== INPUT FOR THIS TASK ==

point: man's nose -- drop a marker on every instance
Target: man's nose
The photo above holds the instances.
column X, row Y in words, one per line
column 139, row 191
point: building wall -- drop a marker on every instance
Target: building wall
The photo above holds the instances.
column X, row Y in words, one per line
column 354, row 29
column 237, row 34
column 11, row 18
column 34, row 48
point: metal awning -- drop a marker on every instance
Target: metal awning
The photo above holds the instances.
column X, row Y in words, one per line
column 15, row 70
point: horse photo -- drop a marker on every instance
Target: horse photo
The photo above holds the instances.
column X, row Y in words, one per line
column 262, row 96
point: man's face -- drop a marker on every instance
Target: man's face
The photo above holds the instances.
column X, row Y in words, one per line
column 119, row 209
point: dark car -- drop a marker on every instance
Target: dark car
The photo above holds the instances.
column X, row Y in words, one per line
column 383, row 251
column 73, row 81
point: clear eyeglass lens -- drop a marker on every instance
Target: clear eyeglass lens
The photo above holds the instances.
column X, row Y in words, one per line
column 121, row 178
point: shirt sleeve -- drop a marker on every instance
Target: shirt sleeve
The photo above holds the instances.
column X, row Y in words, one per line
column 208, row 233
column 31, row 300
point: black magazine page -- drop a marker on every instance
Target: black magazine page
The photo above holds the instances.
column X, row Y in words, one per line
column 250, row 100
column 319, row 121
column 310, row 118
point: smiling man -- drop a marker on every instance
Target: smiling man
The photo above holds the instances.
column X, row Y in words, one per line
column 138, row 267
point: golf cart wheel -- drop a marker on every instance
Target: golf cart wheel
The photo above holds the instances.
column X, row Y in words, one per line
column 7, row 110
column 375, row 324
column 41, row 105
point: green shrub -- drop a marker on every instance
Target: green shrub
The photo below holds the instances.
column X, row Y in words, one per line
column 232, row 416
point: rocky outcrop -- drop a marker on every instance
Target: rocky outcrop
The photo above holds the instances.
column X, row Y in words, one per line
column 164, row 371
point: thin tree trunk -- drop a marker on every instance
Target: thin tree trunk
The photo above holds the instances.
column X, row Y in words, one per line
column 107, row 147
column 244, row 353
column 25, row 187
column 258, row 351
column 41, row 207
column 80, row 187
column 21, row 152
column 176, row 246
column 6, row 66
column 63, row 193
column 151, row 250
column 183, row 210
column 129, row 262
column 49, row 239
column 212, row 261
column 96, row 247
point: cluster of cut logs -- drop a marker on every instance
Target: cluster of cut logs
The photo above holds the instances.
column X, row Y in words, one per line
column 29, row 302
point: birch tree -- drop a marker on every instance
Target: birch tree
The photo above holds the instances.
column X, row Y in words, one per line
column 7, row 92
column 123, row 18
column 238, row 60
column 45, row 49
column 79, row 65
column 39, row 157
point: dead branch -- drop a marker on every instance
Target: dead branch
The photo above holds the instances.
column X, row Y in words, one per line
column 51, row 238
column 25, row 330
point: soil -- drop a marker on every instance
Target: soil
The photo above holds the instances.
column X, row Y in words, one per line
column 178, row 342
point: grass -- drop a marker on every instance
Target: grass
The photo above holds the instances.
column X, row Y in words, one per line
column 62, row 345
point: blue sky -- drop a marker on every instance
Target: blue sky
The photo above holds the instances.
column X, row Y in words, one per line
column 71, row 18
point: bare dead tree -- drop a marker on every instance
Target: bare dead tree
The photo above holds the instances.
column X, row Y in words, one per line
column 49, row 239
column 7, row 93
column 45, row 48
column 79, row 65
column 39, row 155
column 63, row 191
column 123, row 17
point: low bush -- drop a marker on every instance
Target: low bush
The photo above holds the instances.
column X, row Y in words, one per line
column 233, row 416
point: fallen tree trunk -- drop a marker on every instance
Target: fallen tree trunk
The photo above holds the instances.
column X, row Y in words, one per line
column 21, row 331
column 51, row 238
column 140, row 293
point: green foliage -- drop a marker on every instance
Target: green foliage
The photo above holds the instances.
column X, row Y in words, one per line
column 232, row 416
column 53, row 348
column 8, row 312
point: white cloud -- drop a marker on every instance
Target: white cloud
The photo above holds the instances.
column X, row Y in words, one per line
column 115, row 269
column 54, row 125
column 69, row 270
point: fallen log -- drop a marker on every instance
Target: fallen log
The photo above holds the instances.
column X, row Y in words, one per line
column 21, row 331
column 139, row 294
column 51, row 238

===

**BRIEF**
The answer must be a word-for-word restatement of the records.

**THE COMPLETED TASK**
point: man's nose -- drop a marker on every instance
Target: man's nose
The photo above holds the instances.
column X, row Y in words, one per line
column 139, row 191
point: building wall -- drop a marker on every instance
Target: building wall
The photo above holds the instances.
column X, row Y in words, one per line
column 354, row 29
column 237, row 34
column 11, row 18
column 34, row 48
point: metal awning -- drop a marker on every instance
Target: metal awning
The photo above holds the instances.
column X, row Y in words, one per line
column 15, row 70
point: horse photo -- drop a marker on every instance
Target: horse photo
The photo above holds the instances.
column X, row Y in words, one per line
column 262, row 96
point: man's face -- drop a marker on every instance
Target: man's face
The photo above holds the instances.
column X, row Y in words, one per line
column 119, row 209
point: dark car -- drop a marker on every instance
Target: dark car
The photo above holds the instances.
column X, row Y in words, one per line
column 383, row 251
column 73, row 81
point: clear eyeglass lens -- drop a marker on every instance
Target: clear eyeglass lens
The photo above holds the instances.
column X, row Y in words, one per line
column 121, row 178
point: shirt sleeve -- drop a marker on every instance
Target: shirt sleeve
The photo above holds the instances.
column X, row Y in words, one per line
column 208, row 233
column 31, row 300
point: black magazine page -- drop a marker on every instance
Target: black magazine page
The photo above holds the instances.
column X, row Y in words, one per line
column 250, row 100
column 319, row 121
column 310, row 118
point: smiling man -- drop a marker on every instance
Target: smiling man
The photo above holds the instances.
column X, row Y in words, one per line
column 138, row 267
point: golf cart wheel -- drop a marker on every instance
Target: golf cart wheel
The photo above holds the instances.
column X, row Y in words, one per line
column 7, row 110
column 375, row 324
column 41, row 105
point: green shrub -- drop a marker on every instance
Target: green shrub
The photo below holds the instances.
column X, row Y in words, one per line
column 232, row 416
point: rocky outcrop -- drop a marker on every instance
Target: rocky outcrop
The photo above holds the instances.
column X, row Y in words, one per line
column 164, row 371
point: thin tree trunk -- drop a marker on every instance
Target: thin tree trunk
The photo above holds the instances.
column X, row Y in words, one per line
column 107, row 147
column 244, row 353
column 25, row 187
column 258, row 351
column 41, row 207
column 80, row 187
column 21, row 152
column 176, row 246
column 6, row 66
column 63, row 193
column 151, row 250
column 183, row 210
column 129, row 262
column 49, row 239
column 212, row 261
column 96, row 247
point: cluster of cut logs -- drop a marker on every instance
Target: cluster of cut logs
The photo above holds the instances.
column X, row Y in words, one per line
column 29, row 302
point: birch tree -- drop a marker on every instance
Target: birch tree
The photo above holds the instances.
column X, row Y in words, one per line
column 7, row 92
column 123, row 18
column 238, row 60
column 45, row 49
column 79, row 65
column 39, row 157
point: dead branch -- drop a marker on every instance
Target: dead branch
The photo above holds the instances.
column X, row Y in words, one per line
column 51, row 238
column 25, row 330
point: soil -- drop a marker on every instance
Target: soil
The photo above holds the instances.
column X, row Y in words, one per line
column 178, row 342
point: grass -- drop a marker on every instance
Target: grass
The photo above holds the instances.
column X, row Y in words, one per line
column 62, row 345
point: blue sky -- drop a marker on every instance
Target: blue sky
The photo above holds the instances.
column X, row Y in words, one per line
column 71, row 18
point: bare dead tree -- drop a marker on every instance
Target: bare dead tree
The photo above holds the instances.
column X, row Y in words, one per line
column 49, row 239
column 7, row 93
column 45, row 48
column 79, row 65
column 39, row 155
column 63, row 191
column 123, row 17
point: low bush -- drop a marker on every instance
Target: low bush
The photo above holds the instances.
column X, row Y in words, one per line
column 233, row 416
point: fallen tree trunk -- drop a marker on every instance
Target: fallen tree trunk
The photo above holds the instances.
column X, row Y in words, one per line
column 21, row 331
column 51, row 238
column 140, row 293
point: green foliage -- drop a marker on every instance
Target: green foliage
The photo above holds the instances.
column X, row Y in words, one per line
column 232, row 416
column 53, row 348
column 8, row 312
point: white cloud -- drop a marker on every instance
Target: white cloud
The photo above holds the instances.
column X, row Y in words, one per line
column 115, row 269
column 54, row 125
column 69, row 270
point: fallen log -- drop a marker on every instance
Target: fallen log
The photo above holds the instances.
column X, row Y in words, one per line
column 21, row 331
column 139, row 294
column 51, row 238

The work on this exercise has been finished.